▸ PROBLEM STATEMENT
Only the lines from the one containing "Every instance gets one point. Tag the narrow" to the end of the records belong in the output; print them exactly.

▸ DATA SUPPLIED

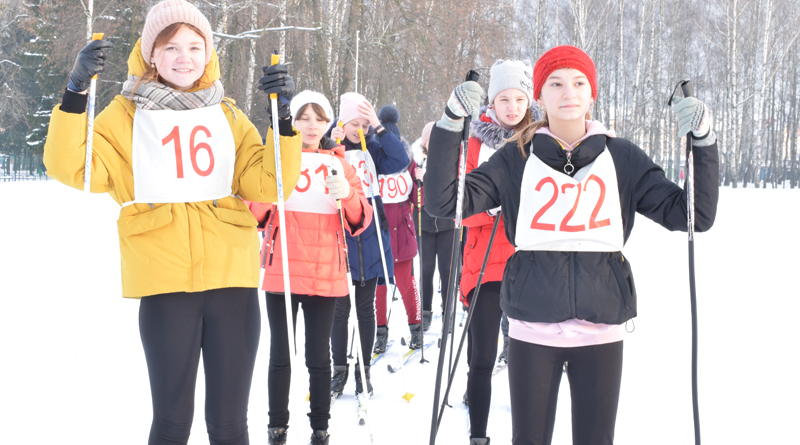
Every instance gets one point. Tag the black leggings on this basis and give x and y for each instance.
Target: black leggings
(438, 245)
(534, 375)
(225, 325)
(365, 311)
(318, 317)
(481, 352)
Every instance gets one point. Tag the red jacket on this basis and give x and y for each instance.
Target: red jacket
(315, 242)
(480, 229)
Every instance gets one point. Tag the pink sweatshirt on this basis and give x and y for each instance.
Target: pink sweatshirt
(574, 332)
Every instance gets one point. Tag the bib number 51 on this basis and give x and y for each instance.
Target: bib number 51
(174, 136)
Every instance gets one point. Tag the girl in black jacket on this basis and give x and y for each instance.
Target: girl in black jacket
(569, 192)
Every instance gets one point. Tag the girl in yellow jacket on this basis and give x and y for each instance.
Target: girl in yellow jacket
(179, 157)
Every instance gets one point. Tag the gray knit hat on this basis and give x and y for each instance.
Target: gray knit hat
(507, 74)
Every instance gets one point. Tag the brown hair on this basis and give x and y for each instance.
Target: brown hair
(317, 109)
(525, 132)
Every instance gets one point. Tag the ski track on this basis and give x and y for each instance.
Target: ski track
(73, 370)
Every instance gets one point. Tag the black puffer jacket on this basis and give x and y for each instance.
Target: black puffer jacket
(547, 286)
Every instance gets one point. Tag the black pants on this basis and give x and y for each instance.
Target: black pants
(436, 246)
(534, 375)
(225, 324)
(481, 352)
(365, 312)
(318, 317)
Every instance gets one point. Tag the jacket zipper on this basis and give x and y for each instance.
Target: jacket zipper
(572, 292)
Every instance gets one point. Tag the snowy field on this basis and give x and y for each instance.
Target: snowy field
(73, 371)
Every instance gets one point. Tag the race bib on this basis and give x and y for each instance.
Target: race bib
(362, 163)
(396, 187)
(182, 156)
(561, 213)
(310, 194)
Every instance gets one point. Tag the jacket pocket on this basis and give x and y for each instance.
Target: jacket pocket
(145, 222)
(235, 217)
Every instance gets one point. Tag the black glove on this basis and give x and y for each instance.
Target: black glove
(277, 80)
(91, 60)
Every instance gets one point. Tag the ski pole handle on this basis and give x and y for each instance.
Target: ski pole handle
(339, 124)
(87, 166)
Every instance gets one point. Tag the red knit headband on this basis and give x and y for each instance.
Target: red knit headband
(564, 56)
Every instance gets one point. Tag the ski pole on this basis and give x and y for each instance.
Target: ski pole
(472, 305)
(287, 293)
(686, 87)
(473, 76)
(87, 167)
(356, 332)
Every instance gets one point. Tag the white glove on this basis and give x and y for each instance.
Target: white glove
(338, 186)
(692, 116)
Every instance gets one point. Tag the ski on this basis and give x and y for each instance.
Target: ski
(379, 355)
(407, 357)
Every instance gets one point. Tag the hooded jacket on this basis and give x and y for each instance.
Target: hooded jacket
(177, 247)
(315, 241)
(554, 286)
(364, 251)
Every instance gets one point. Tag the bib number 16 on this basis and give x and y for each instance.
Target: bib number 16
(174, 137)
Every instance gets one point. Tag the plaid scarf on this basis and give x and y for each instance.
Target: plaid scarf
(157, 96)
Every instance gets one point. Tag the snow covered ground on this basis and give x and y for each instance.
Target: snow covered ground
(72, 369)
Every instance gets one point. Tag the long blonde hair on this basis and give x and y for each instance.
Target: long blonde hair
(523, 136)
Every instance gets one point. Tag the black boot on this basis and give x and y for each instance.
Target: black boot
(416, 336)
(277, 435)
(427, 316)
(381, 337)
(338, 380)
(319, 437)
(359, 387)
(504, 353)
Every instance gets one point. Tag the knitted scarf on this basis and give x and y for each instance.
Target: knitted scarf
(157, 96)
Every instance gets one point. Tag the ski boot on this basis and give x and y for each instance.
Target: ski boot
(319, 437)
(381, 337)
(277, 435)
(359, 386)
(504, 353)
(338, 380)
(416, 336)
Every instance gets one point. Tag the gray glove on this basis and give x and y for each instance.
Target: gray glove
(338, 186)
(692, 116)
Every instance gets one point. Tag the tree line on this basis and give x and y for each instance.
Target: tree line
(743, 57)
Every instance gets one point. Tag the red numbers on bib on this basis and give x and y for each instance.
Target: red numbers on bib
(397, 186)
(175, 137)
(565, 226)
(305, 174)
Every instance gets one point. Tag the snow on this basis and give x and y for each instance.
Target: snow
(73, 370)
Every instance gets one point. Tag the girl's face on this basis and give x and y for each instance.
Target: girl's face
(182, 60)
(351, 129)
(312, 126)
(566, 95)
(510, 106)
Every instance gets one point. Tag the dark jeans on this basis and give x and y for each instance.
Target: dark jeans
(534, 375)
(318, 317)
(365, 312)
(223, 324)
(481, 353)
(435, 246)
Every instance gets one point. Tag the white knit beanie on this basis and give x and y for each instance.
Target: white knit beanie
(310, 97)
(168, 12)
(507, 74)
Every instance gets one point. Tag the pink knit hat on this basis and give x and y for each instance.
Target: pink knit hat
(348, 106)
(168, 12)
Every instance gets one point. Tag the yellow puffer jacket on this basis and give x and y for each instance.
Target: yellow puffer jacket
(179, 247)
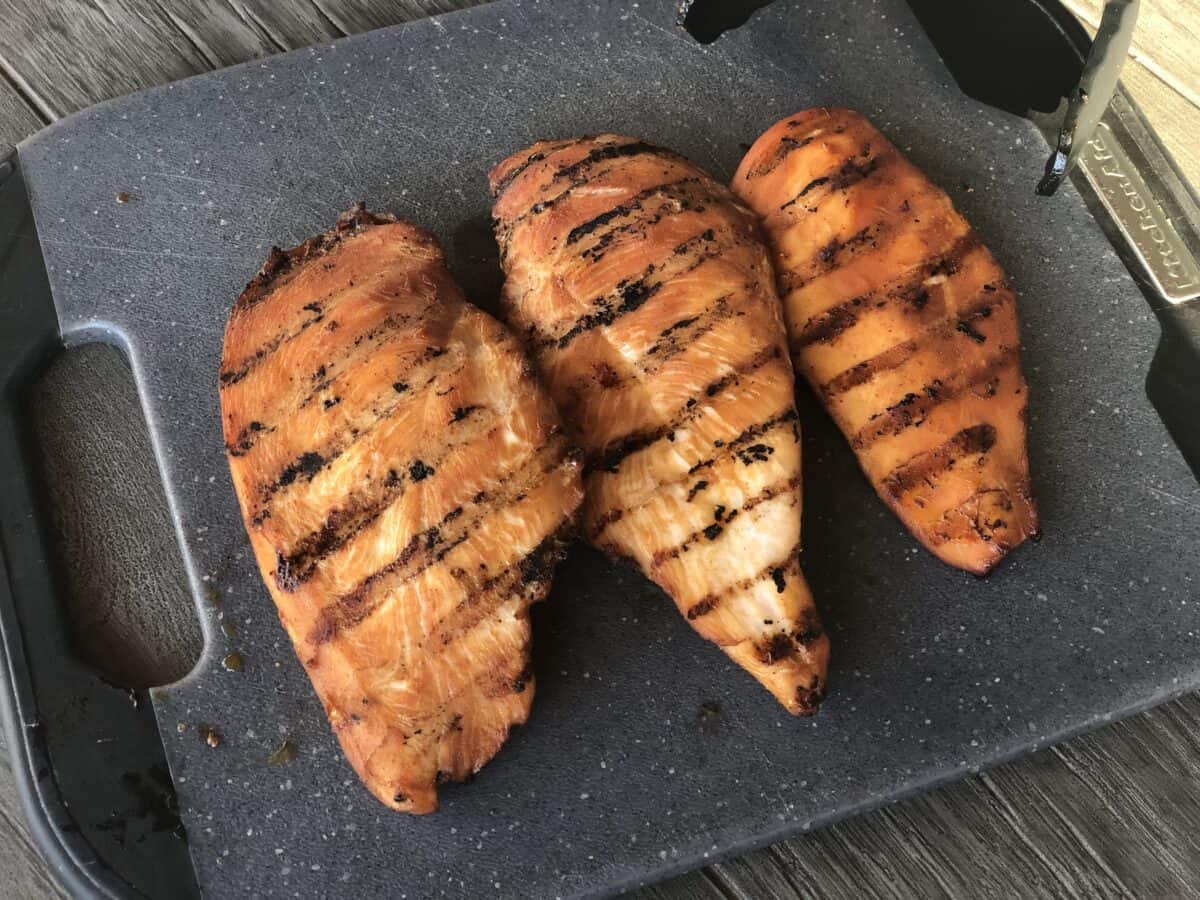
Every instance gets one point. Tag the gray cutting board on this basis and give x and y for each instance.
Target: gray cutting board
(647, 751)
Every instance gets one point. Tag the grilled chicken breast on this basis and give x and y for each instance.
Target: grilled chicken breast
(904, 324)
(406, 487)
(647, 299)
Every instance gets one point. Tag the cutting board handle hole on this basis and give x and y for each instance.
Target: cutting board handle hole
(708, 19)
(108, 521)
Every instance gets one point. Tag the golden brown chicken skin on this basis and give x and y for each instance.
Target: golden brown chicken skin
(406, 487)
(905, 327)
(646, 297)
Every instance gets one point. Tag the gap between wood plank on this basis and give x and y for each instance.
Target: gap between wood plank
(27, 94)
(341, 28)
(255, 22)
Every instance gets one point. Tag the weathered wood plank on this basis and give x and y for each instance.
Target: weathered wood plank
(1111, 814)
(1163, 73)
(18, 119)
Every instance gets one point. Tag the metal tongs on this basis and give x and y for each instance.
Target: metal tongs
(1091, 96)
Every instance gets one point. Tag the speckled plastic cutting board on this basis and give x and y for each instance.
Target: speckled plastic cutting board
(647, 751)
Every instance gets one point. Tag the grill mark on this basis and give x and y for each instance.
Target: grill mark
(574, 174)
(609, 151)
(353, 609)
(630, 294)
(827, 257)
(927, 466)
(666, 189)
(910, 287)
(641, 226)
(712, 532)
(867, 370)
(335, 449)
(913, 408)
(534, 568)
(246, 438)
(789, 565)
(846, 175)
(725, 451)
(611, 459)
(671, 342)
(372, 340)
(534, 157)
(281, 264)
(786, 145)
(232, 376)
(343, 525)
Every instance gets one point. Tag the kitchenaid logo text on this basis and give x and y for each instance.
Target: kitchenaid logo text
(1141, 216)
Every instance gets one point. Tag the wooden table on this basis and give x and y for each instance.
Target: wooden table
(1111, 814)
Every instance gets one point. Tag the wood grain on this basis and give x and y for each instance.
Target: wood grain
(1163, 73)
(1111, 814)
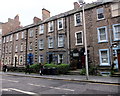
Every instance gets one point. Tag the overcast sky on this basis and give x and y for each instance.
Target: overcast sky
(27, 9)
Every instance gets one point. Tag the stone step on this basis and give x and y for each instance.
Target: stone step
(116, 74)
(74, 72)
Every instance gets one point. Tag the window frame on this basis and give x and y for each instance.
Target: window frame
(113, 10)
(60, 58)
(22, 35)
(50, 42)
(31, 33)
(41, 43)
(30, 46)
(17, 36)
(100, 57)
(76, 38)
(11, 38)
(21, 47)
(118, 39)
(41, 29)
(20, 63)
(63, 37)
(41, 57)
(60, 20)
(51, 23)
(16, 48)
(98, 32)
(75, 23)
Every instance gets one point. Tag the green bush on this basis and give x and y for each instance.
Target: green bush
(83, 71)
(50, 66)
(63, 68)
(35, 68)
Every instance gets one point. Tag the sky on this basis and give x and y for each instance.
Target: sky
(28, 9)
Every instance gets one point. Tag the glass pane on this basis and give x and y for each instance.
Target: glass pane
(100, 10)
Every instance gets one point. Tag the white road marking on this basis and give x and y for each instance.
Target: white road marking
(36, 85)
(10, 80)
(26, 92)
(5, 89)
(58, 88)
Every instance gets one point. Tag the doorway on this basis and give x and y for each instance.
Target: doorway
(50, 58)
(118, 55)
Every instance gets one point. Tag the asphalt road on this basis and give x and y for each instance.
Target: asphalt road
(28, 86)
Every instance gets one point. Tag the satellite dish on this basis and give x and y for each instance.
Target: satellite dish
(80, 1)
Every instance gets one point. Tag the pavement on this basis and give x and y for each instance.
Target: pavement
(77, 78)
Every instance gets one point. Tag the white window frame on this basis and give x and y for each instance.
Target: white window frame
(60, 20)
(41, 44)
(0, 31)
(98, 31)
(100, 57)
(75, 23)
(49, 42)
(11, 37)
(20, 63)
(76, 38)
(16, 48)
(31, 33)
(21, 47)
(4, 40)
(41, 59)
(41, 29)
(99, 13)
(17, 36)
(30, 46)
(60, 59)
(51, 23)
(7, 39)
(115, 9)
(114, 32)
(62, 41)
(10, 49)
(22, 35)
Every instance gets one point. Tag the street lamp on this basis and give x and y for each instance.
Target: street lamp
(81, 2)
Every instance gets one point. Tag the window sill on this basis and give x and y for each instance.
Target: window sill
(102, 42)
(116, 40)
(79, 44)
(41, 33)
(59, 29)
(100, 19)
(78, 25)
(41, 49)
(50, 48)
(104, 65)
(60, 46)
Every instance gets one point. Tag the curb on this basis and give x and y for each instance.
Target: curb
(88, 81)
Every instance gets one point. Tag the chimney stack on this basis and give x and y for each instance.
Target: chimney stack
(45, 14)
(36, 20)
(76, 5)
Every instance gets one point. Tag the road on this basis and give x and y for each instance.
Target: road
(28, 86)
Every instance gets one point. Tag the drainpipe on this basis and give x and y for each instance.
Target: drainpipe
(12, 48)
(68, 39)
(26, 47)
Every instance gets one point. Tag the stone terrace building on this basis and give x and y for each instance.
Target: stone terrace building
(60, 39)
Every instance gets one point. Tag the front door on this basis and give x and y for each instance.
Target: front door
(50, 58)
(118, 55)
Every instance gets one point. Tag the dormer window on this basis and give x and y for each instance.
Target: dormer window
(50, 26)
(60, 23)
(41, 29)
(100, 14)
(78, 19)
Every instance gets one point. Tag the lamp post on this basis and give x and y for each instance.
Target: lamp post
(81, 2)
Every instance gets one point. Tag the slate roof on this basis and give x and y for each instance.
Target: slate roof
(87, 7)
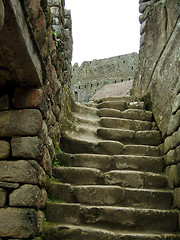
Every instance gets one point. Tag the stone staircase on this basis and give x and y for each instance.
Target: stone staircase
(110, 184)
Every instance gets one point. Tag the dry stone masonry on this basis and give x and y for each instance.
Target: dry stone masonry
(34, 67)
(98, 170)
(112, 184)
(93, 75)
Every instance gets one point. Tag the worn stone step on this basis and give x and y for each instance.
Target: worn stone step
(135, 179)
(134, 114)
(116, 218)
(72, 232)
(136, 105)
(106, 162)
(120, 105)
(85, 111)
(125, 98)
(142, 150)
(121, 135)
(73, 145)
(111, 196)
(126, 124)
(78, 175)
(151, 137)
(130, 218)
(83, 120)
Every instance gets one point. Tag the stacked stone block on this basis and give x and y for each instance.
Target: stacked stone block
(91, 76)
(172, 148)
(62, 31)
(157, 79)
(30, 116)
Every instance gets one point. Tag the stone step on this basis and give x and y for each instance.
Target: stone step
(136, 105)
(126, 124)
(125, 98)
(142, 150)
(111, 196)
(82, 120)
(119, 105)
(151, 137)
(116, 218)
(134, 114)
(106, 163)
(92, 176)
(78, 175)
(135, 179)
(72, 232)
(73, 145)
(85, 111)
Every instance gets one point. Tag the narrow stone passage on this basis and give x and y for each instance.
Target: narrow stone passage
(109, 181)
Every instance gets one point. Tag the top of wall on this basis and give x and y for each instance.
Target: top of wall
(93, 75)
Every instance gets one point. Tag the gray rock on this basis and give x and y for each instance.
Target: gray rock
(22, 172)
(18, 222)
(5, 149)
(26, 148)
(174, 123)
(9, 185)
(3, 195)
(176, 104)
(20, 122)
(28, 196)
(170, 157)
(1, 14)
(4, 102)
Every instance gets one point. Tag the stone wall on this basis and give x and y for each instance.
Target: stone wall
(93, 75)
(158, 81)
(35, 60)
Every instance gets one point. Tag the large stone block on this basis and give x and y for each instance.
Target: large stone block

▸ ANSWER FOR THE TASK
Every instance gets one point. Tag the narrow stone passage on this basis and give x and y for each instance.
Target: narrow stone passage
(109, 181)
Every instance gets one point. Tag the top of wall on this basis and give x and y for each instance.
Target: top of wall
(93, 75)
Every instance gets one point. Tag the gray rock on this basis and give x and y for each instance.
Target: gray rock
(22, 172)
(18, 222)
(5, 149)
(26, 148)
(174, 123)
(9, 185)
(3, 195)
(176, 104)
(20, 122)
(28, 196)
(170, 157)
(1, 14)
(4, 102)
Every instance gets one point. Tag the stone wall on this basis and give x and y for each instance.
Target: stone wall
(93, 75)
(158, 81)
(35, 60)
Every instance gets one point. Tag the large stone block on this basis and give x and y for each instance.
Target: large stone block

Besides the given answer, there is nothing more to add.